● What you will do
Reproduce exactly the lines below, starting with the line that contains "Reading the photograph above, identify the chrome" and ending with the last line of the records, both included, and nothing else.

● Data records

►

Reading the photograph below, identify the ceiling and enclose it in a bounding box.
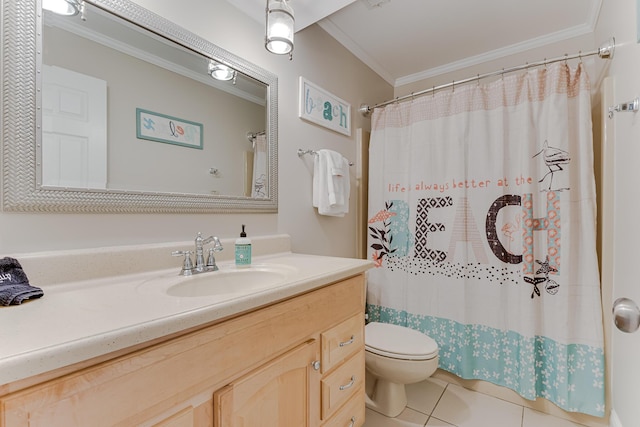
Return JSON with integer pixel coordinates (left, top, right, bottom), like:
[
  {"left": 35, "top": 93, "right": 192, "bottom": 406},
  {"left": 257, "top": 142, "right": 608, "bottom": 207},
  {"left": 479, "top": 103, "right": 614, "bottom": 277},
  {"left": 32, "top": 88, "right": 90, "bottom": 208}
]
[{"left": 227, "top": 0, "right": 602, "bottom": 87}]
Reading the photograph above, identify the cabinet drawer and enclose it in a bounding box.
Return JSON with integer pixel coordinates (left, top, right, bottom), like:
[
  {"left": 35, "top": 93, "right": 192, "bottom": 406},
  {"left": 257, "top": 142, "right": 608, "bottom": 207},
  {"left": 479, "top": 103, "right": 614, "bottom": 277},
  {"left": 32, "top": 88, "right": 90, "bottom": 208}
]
[
  {"left": 321, "top": 349, "right": 364, "bottom": 420},
  {"left": 321, "top": 313, "right": 364, "bottom": 373},
  {"left": 322, "top": 388, "right": 365, "bottom": 427}
]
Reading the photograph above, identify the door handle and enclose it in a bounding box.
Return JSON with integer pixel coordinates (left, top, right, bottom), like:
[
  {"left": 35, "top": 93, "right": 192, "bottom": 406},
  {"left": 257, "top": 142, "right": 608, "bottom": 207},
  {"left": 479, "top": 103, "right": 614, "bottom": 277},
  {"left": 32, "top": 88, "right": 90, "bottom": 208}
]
[{"left": 613, "top": 298, "right": 640, "bottom": 333}]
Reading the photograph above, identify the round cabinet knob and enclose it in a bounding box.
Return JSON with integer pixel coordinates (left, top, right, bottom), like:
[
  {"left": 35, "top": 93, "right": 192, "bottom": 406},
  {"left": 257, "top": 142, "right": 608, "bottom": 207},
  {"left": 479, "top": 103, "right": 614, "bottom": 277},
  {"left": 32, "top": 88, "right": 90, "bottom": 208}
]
[{"left": 613, "top": 298, "right": 640, "bottom": 333}]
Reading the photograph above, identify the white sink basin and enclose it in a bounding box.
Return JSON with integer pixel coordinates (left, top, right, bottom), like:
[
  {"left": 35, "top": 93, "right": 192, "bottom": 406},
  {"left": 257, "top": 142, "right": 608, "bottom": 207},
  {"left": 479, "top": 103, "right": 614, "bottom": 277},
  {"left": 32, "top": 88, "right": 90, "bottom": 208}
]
[{"left": 138, "top": 264, "right": 297, "bottom": 297}]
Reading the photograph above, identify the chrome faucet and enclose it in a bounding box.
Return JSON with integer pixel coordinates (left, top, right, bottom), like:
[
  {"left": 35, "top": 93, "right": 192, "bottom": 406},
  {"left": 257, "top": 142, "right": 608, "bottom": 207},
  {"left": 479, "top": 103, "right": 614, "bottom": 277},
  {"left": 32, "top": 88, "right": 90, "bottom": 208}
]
[{"left": 171, "top": 232, "right": 224, "bottom": 276}]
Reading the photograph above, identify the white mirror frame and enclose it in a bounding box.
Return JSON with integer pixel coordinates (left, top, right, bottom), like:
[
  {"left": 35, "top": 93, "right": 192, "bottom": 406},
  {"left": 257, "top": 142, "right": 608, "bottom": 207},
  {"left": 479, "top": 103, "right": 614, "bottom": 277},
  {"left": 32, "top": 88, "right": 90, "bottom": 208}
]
[{"left": 0, "top": 0, "right": 278, "bottom": 213}]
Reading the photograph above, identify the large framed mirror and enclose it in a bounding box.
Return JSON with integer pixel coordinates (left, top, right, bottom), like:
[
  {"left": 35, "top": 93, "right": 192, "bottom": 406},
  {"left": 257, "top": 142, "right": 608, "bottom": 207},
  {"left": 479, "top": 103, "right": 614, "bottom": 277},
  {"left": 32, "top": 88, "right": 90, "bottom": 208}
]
[{"left": 2, "top": 0, "right": 278, "bottom": 213}]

◄

● Problem solution
Reading the photograph above, identify the chrome faucet and enclose it in a bounding box.
Return JSON with integer pixel coordinates (left, top, right, bottom), like:
[
  {"left": 35, "top": 93, "right": 192, "bottom": 406},
  {"left": 257, "top": 142, "right": 608, "bottom": 207},
  {"left": 479, "top": 103, "right": 614, "bottom": 277},
  {"left": 32, "top": 88, "right": 90, "bottom": 208}
]
[{"left": 171, "top": 232, "right": 224, "bottom": 276}]
Reading the photograph above, identify the white mirror frame and enclose it in a bounding box.
Return JSON with integer pixel coordinates (left, top, right, bottom), like:
[
  {"left": 35, "top": 93, "right": 192, "bottom": 406},
  {"left": 257, "top": 142, "right": 608, "bottom": 207},
  {"left": 479, "top": 103, "right": 614, "bottom": 277},
  {"left": 32, "top": 88, "right": 90, "bottom": 208}
]
[{"left": 0, "top": 0, "right": 278, "bottom": 213}]
Reading the photograph above, identify the large framed mirror and enclose it in a bounding box.
Return JSON with integer pixel coordinates (left, top, right, bottom), like:
[
  {"left": 35, "top": 93, "right": 192, "bottom": 406},
  {"left": 257, "top": 142, "right": 608, "bottom": 207},
  {"left": 479, "top": 103, "right": 614, "bottom": 277},
  {"left": 32, "top": 88, "right": 90, "bottom": 208}
]
[{"left": 2, "top": 0, "right": 278, "bottom": 213}]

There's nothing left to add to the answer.